#### The problem:
Lines before the one containing "In this picture, where can the black" are excluded; retype that line and all remaining lines of the material exactly.

── Given records ──

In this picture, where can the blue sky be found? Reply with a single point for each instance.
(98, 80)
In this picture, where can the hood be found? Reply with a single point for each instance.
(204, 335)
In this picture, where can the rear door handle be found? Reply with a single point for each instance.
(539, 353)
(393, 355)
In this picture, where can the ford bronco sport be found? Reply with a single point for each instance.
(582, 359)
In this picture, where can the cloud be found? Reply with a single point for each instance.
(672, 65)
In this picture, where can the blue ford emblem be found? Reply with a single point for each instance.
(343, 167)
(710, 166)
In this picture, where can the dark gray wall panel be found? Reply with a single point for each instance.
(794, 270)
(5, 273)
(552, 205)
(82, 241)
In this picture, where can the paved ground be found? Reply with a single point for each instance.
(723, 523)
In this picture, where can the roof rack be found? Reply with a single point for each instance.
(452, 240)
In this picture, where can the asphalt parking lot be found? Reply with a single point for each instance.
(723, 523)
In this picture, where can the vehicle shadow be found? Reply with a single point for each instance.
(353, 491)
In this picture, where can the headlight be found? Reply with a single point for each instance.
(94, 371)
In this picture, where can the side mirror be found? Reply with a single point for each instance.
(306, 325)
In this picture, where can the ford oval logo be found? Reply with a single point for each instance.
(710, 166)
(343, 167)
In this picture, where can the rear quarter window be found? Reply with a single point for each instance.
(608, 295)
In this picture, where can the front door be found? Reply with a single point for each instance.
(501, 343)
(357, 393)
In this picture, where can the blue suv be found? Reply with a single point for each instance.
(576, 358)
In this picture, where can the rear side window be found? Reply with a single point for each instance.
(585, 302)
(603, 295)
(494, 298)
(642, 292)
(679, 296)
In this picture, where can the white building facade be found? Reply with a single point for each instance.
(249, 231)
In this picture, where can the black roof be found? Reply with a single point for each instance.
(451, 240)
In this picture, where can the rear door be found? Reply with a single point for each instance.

───

#### The answer:
In this picture, where can the black roof be found? Reply with a single point for each instance.
(451, 240)
In this picture, where can the rear door be found? Reply with a single point for each instance.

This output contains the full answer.